Extrait source:
Dans l’éditorial, Pierre Gévart annonce le retour à une fréquence de publication trimestrielle. En effet, maintenant qu’il n’y a plus les deux numéros spéciaux « Lunatique », puis « Mercury » à intercaler chaque année, la charge de travail devenait trop importante pour poursuivre sur le même rythme. Donc retour à quatre « Galaxies » par an ! Ce qui, à mon sens, est une sage décision.



La couverture donne le ton : une main tendue vers les étoiles, une fusée dans son prolongement, les deux d’un rouge criard pour bien se détacher du fond bleu foncé. Il s’agit d’une affiche tirée d’une campagne de propagande soviétique sur la course aux étoiles, le sigle CCCP a été effacé de la fusée pour l’occasion. Elle annonce très bien le dossier “Science-Fiction et propagande” présenté par Patrice Lajoye. Marguerite Roussarie décrypte le roman de propagande par excellence « 1984 » de Georges Orwell, y montrant la force des mots. Certains sont tombés dans l’usage courant comme la novlangue et bien sûr le célèbre « Big Brother is watching you ». Réécriture de l’histoire pour que rien ne vienne contredire le pouvoir, espionnage de tout un chacun, sentiment de peur, de ne pas pouvoir dévier de la ligne imposée, même en pensée...

Travail demandé:
• A. D'après l'extrait sur le numéro de Galaxies, pourquoi la main et la fusée de la couverture sont-elles d'un rouge criard ? Répondez en une à trois phrases.
• B. Dans l'extrait sur le numéro de Galaxies, qui présente le dossier « Science-Fiction et propagande » ?
• C. Prolongez l'extrait sur le numéro de Galaxies à partir de sa dernière phrase.

Lignes:
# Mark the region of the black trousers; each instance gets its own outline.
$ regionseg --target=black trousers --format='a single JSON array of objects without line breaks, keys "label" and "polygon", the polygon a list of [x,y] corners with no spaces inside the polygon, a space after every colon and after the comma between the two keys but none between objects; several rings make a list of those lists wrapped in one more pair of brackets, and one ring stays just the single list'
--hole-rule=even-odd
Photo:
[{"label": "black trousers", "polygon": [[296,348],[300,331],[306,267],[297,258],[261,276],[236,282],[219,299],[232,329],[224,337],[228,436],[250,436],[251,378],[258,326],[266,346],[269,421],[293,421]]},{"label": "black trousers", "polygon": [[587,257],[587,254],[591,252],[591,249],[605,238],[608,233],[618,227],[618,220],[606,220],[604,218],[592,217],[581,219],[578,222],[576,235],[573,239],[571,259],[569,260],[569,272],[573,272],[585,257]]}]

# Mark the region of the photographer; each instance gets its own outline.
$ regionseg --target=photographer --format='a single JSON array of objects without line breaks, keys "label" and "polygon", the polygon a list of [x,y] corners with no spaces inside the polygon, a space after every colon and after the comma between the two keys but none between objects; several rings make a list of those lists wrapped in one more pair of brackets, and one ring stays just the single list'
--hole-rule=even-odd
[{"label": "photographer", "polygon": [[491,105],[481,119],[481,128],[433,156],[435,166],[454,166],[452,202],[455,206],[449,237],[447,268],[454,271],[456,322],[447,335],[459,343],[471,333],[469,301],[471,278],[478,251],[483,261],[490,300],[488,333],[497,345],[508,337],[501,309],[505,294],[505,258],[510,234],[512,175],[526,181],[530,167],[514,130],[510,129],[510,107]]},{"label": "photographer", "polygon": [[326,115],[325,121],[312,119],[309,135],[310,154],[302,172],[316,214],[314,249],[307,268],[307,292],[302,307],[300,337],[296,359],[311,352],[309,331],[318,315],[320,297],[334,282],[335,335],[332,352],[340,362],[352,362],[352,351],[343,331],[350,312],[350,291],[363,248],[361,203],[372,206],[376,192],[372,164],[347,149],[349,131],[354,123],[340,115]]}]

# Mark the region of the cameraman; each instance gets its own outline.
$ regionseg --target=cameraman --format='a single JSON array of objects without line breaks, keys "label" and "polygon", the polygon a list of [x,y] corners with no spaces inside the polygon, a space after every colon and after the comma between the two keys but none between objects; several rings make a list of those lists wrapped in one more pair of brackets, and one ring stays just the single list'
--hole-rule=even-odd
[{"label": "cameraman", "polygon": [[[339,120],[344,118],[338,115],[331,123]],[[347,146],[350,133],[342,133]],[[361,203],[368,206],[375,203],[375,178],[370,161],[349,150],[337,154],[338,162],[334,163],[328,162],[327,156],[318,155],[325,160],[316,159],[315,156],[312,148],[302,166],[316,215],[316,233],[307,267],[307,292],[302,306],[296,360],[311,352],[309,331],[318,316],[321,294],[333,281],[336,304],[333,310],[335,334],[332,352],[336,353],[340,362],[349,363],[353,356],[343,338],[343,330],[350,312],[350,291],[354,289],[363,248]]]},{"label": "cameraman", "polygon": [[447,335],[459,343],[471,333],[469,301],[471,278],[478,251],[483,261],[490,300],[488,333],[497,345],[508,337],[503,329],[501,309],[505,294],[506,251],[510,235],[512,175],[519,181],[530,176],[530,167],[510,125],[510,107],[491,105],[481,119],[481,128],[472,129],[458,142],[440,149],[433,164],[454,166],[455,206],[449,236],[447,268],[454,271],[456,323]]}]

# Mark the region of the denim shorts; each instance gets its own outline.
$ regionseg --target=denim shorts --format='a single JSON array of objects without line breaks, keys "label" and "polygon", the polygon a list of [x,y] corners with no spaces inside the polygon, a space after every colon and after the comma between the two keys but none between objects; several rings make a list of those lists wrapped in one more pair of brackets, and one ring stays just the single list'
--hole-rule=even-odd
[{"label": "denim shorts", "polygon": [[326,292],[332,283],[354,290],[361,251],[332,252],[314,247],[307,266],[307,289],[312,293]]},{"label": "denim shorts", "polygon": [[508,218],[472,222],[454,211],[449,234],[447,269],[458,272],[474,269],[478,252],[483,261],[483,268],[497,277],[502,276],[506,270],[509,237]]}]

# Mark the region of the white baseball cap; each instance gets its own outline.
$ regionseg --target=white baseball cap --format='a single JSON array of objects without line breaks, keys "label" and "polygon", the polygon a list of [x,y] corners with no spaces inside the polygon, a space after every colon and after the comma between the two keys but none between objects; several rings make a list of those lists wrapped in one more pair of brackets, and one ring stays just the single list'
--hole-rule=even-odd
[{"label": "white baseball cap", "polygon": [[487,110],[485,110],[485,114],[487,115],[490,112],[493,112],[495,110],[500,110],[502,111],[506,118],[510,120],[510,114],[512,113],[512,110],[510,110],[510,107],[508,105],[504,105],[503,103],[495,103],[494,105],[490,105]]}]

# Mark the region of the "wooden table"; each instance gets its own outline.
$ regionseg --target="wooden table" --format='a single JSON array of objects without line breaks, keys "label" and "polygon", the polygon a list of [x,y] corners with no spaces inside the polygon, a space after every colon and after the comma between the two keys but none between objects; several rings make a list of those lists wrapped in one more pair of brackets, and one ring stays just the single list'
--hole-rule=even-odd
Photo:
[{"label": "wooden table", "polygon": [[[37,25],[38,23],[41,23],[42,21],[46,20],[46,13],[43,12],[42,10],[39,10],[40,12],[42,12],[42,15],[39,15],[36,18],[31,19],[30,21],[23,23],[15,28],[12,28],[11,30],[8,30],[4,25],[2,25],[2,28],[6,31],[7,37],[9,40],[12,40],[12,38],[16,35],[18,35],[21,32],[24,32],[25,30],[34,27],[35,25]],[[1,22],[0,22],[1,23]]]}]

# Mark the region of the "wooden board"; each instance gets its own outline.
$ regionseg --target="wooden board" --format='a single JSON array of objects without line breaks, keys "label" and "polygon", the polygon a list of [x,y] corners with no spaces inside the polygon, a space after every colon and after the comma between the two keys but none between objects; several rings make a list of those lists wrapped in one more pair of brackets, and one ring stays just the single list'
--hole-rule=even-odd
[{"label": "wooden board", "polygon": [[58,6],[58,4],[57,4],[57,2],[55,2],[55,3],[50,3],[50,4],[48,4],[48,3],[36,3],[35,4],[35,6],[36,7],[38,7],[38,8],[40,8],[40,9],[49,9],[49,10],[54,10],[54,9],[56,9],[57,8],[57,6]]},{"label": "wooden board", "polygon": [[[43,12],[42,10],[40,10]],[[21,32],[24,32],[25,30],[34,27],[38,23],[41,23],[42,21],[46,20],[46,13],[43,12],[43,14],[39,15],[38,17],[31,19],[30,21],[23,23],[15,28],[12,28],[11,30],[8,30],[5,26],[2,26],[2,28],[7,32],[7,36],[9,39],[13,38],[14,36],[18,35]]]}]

==

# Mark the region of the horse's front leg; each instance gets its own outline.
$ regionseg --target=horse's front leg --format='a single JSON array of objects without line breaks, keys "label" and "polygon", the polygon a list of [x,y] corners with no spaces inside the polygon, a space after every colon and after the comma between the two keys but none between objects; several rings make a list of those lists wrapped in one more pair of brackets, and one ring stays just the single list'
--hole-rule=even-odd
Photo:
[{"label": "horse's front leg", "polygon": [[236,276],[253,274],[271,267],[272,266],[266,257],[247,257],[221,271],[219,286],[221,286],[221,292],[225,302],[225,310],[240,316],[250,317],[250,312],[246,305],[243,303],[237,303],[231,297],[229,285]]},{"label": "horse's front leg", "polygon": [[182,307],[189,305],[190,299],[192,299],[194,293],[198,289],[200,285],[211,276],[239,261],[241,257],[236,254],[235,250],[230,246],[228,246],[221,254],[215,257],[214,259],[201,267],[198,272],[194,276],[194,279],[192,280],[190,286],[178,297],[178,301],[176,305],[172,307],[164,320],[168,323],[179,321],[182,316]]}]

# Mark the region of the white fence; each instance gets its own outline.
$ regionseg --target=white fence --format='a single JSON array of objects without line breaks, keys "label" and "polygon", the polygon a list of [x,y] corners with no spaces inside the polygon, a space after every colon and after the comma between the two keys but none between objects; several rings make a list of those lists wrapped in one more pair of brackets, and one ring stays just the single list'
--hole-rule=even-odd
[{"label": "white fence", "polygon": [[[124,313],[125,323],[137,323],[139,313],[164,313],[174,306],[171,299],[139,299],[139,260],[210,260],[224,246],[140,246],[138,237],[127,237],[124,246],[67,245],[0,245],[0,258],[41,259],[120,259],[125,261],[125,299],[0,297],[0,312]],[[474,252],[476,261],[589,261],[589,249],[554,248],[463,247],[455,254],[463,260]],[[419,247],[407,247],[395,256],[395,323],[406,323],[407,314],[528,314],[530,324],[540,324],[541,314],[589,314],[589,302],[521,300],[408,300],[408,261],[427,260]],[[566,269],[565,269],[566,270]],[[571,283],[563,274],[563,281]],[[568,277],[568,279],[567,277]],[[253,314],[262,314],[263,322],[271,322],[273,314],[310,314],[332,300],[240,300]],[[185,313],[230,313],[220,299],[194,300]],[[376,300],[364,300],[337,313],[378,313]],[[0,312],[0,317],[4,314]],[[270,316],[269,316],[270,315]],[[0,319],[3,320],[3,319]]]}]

Réponses aux consignes:
• A. La main et la fusée sont d'un rouge criard pour bien se détacher du fond bleu foncé de la couverture.

• B. Patrice Lajoye.

• C.
Philippe Caza l’a très bien assimilé, nous servant la nouvelle “Un dimanche en Camembrie”, parfaitement à propos. Contrairement à ce qu’indique le sommaire, elle n’est pas inédite. La France n’y existe plus, vive la Camembrie ! Repli du pays sur lui-même, toutes références étrangères ou à la France sont strictement interdites. Appauvrissement drastique du langage, obligation de consommer local, d’écouter la radio officielle, la liberté individuelle en-dehors de limites strictes n’a plus lieu d’être... Chacun est observé. « Marceline t’à l’œil » alors il ne faut pas plaisanter ! Le trait est ici grossi pour mieux dénoncer l’ineptie de ce régime dictatorial et passablement ridicule. Une pépite qui fait sourire et inquiète à la fois.
Autre nouvelle : “Pédalez et soyez heureux” du Roumain Cristian Teodorescu. Un cube de nourriture comme salaire pour pédaler une journée entière et produire de l’énergie, voilà une existence guère réjouissante. Il reste le rêve pour espérer une vie meilleure. Là aussi, l’individu est formaté pour ne pas faire de vagues et devenir une simple source d’énergie à moitié décérébrée. Un autre apport de poids au dossier.

Ce dossier consacre aussi un article à la “Propagande et SF en Russie” avec la revue « Œuvres et opinions » et plus précisément son numéro spécial Science-fiction daté de mai 1968, une rareté qu’a réussi à se procurer Patrice Lajoye. Sergeï Sobolev analyse « Le troisième empire » (2007) de l’ancien député Mikhaïl Iouriev ((1959-2019), une utopie russe qui coche toutes les cases de la propagande.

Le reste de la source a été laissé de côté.